Entries supplied Start Marker
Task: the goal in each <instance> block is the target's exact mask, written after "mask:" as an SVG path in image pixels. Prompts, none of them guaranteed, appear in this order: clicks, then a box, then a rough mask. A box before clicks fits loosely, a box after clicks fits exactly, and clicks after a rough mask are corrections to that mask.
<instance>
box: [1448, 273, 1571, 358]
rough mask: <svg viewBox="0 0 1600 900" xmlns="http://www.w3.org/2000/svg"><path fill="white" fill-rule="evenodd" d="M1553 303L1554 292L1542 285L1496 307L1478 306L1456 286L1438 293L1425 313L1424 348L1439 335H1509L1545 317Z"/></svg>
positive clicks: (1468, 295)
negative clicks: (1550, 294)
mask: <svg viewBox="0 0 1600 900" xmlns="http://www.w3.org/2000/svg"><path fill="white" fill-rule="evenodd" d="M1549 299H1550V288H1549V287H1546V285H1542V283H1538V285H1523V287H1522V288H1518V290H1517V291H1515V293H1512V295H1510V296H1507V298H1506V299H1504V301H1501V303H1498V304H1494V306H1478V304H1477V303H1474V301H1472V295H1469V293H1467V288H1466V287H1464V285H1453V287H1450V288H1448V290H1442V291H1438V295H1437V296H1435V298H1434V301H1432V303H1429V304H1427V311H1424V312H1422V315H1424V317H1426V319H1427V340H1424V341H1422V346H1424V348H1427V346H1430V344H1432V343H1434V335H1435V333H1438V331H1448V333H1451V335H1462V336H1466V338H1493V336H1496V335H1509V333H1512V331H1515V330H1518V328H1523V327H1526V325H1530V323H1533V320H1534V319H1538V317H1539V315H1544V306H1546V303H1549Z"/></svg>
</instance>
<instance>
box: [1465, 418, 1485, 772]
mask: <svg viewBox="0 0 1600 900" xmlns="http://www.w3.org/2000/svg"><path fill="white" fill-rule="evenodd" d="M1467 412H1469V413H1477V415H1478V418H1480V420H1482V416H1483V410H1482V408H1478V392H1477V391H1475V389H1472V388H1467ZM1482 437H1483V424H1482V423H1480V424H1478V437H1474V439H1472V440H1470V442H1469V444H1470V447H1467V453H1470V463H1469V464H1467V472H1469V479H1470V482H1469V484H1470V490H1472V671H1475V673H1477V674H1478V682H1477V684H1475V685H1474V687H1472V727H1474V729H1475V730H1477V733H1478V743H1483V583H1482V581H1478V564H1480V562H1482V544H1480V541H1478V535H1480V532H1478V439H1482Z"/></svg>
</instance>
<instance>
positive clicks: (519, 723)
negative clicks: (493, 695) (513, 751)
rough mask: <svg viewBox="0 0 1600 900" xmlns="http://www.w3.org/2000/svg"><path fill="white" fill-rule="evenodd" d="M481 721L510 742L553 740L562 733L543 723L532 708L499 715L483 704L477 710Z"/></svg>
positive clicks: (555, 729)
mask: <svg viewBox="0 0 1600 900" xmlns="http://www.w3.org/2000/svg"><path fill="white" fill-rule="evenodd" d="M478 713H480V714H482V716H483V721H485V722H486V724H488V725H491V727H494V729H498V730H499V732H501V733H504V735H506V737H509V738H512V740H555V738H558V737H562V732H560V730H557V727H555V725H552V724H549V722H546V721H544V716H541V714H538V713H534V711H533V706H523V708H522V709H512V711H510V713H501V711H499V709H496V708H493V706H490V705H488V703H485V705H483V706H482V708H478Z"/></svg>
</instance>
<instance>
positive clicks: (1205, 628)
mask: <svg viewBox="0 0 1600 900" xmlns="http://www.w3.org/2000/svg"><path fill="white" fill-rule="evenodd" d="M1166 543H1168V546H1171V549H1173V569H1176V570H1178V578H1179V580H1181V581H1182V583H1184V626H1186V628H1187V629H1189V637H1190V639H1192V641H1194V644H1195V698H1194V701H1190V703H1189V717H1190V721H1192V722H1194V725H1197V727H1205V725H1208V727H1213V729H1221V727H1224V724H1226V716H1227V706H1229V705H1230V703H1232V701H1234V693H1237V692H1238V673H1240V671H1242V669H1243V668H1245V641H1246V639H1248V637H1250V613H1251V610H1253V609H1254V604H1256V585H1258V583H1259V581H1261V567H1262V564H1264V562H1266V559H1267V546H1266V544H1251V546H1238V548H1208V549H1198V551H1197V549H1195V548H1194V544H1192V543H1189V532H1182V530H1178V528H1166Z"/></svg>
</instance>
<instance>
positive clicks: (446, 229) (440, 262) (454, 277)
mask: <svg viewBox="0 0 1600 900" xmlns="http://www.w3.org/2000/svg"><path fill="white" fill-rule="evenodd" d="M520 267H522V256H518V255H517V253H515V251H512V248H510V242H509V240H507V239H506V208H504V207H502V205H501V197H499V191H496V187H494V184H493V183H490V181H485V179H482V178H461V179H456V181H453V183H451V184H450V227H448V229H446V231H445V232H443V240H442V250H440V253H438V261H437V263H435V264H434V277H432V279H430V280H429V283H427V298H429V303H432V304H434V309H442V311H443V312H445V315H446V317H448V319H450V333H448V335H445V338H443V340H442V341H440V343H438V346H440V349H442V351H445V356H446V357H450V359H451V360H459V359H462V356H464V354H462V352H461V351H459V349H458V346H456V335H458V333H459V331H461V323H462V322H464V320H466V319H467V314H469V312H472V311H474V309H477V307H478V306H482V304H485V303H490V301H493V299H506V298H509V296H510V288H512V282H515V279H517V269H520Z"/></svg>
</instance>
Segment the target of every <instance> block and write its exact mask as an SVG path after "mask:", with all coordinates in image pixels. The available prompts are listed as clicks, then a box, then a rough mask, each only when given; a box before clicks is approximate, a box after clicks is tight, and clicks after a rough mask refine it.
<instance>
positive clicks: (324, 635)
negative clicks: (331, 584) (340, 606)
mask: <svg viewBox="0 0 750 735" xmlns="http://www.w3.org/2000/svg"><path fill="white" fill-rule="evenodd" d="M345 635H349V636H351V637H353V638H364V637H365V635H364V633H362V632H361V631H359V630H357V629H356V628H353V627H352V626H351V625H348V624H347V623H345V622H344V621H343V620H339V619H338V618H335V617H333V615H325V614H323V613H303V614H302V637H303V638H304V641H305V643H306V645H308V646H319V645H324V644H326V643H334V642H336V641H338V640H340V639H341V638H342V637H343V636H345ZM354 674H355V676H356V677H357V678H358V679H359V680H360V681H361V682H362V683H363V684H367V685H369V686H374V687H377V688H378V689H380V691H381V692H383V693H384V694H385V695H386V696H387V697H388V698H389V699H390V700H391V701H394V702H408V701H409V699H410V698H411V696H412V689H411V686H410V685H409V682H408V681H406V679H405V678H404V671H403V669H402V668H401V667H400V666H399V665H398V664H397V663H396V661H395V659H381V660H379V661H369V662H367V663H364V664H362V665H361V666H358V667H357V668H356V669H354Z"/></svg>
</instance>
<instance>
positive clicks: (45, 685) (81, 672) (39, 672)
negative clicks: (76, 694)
Entries supplied End Marker
Exercise instructions
Word for word, give back all of the records.

Exercise output
Task: the goal in each <instance> block is the target's exact mask, written after "mask:" as an SVG path in image pixels. Prompts, none of them guaranteed, appear in this order: clicks, then a box, then a rough mask. A box before clicks fits loosely, a box after clicks fits exactly, and clicks after a rough mask are corrections to that mask.
<instance>
box: [1448, 273, 1571, 358]
rough mask: <svg viewBox="0 0 1600 900" xmlns="http://www.w3.org/2000/svg"><path fill="white" fill-rule="evenodd" d="M1553 303L1554 292L1542 285L1496 307L1478 306L1456 286L1438 293L1425 313L1424 348L1439 335H1509L1545 317Z"/></svg>
positive clicks: (1468, 295)
negative clicks: (1550, 294)
mask: <svg viewBox="0 0 1600 900" xmlns="http://www.w3.org/2000/svg"><path fill="white" fill-rule="evenodd" d="M1549 299H1550V288H1549V287H1546V285H1542V283H1538V285H1523V287H1522V288H1518V290H1517V291H1515V293H1512V295H1510V296H1507V298H1506V299H1504V301H1501V303H1498V304H1494V306H1478V304H1477V303H1474V301H1472V295H1469V293H1467V288H1466V287H1464V285H1453V287H1450V288H1448V290H1442V291H1438V295H1437V296H1435V298H1434V301H1432V303H1429V304H1427V311H1424V312H1422V315H1424V317H1426V319H1427V340H1424V341H1422V346H1424V348H1427V346H1430V344H1432V343H1434V335H1435V333H1438V331H1448V333H1451V335H1462V336H1466V338H1493V336H1496V335H1509V333H1512V331H1515V330H1518V328H1523V327H1526V325H1530V323H1533V320H1534V319H1538V317H1539V315H1544V306H1546V303H1549Z"/></svg>
</instance>
<instance>
box: [1465, 418, 1485, 772]
mask: <svg viewBox="0 0 1600 900" xmlns="http://www.w3.org/2000/svg"><path fill="white" fill-rule="evenodd" d="M1467 412H1469V413H1477V415H1478V418H1480V420H1482V416H1483V410H1482V408H1478V392H1477V391H1475V389H1472V388H1467ZM1482 437H1483V424H1482V423H1480V424H1478V437H1474V439H1472V440H1470V442H1469V444H1470V447H1467V453H1470V463H1469V464H1467V472H1469V479H1470V482H1469V484H1470V490H1472V671H1475V673H1477V674H1478V682H1477V684H1475V685H1474V687H1472V727H1474V729H1475V730H1477V733H1478V743H1483V583H1482V581H1478V564H1480V562H1482V544H1480V541H1478V535H1480V532H1478V439H1482Z"/></svg>
</instance>
<instance>
positive clicks: (519, 723)
negative clicks: (493, 695) (513, 751)
rough mask: <svg viewBox="0 0 1600 900" xmlns="http://www.w3.org/2000/svg"><path fill="white" fill-rule="evenodd" d="M481 721L510 742L553 740L562 733L543 723L532 708L499 715L483 704L477 710Z"/></svg>
positive clicks: (555, 729)
mask: <svg viewBox="0 0 1600 900" xmlns="http://www.w3.org/2000/svg"><path fill="white" fill-rule="evenodd" d="M478 713H480V714H482V716H483V721H485V722H486V724H488V725H491V727H494V729H498V730H499V732H501V733H504V735H506V737H509V738H512V740H555V738H558V737H562V732H560V730H557V727H555V725H552V724H549V722H546V721H544V716H541V714H538V713H534V711H533V706H523V708H522V709H512V711H510V713H501V711H499V709H496V708H493V706H490V705H488V703H485V705H483V706H482V708H478Z"/></svg>
</instance>
<instance>
positive clicks: (1205, 628)
mask: <svg viewBox="0 0 1600 900" xmlns="http://www.w3.org/2000/svg"><path fill="white" fill-rule="evenodd" d="M1166 543H1168V546H1171V549H1173V569H1176V570H1178V578H1179V580H1181V581H1182V583H1184V626H1186V628H1187V629H1189V637H1190V639H1192V641H1194V644H1195V698H1194V701H1190V703H1189V717H1190V721H1192V722H1194V725H1197V727H1205V725H1208V727H1213V729H1221V727H1224V724H1226V716H1227V706H1229V705H1230V703H1232V701H1234V693H1237V692H1238V673H1240V671H1242V669H1243V668H1245V641H1246V639H1248V637H1250V613H1251V610H1253V609H1254V604H1256V585H1258V583H1259V581H1261V567H1262V564H1264V562H1266V559H1267V546H1266V544H1251V546H1238V548H1208V549H1198V551H1197V549H1195V548H1194V544H1192V543H1189V532H1182V530H1178V528H1166Z"/></svg>
</instance>
<instance>
positive clicks: (446, 229) (440, 262) (454, 277)
mask: <svg viewBox="0 0 1600 900" xmlns="http://www.w3.org/2000/svg"><path fill="white" fill-rule="evenodd" d="M520 267H522V256H518V255H517V253H515V251H512V248H510V242H509V240H507V239H506V208H504V207H502V205H501V197H499V191H496V187H494V184H493V183H490V181H485V179H482V178H461V179H456V181H453V183H451V184H450V227H448V229H446V231H445V232H443V240H442V250H440V253H438V261H437V263H435V264H434V277H432V279H430V280H429V283H427V298H429V303H432V304H434V309H442V311H443V312H445V315H446V317H448V319H450V333H448V335H445V338H443V340H442V341H440V343H438V346H440V349H442V351H445V356H446V357H450V359H451V360H459V359H462V356H464V354H462V352H461V351H459V349H458V346H456V335H458V333H459V331H461V323H462V322H464V320H466V319H467V314H469V312H472V311H474V309H477V307H478V306H482V304H485V303H490V301H493V299H506V298H509V296H510V288H512V282H515V279H517V269H520Z"/></svg>
</instance>
Segment the target of every <instance> block and write its exact mask as an SVG path after "mask:", with all coordinates in image pixels. The available prompts are listed as clicks, then a box, then a rough mask, each only when given; a box before clicks is approximate, a box after clicks is tight, and clicks after a rough mask refine it.
<instance>
positive clicks: (324, 635)
negative clicks: (331, 584) (340, 606)
mask: <svg viewBox="0 0 750 735" xmlns="http://www.w3.org/2000/svg"><path fill="white" fill-rule="evenodd" d="M345 635H349V636H351V637H353V638H364V637H365V635H364V633H362V632H361V631H359V630H357V629H356V628H353V627H352V626H351V625H348V624H347V623H345V622H344V621H343V620H339V619H338V618H335V617H333V615H325V614H323V613H303V614H302V637H303V638H304V641H305V643H306V645H308V646H319V645H324V644H326V643H334V642H336V641H338V640H340V639H341V638H342V637H343V636H345ZM354 674H355V676H356V677H357V678H358V679H359V680H360V681H361V682H362V683H363V684H367V685H369V686H374V687H377V688H378V689H380V691H381V692H383V693H384V694H385V695H386V696H387V697H388V698H389V699H390V700H391V701H394V702H408V701H409V699H410V698H411V696H412V689H411V686H410V685H409V682H408V681H406V679H405V678H404V671H403V669H402V668H401V667H400V666H399V665H398V664H397V663H396V661H395V659H381V660H379V661H369V662H367V663H364V664H362V665H361V666H358V667H357V668H356V669H354Z"/></svg>
</instance>
<instance>
positive clicks: (45, 685) (81, 672) (39, 672)
negative clicks: (76, 694)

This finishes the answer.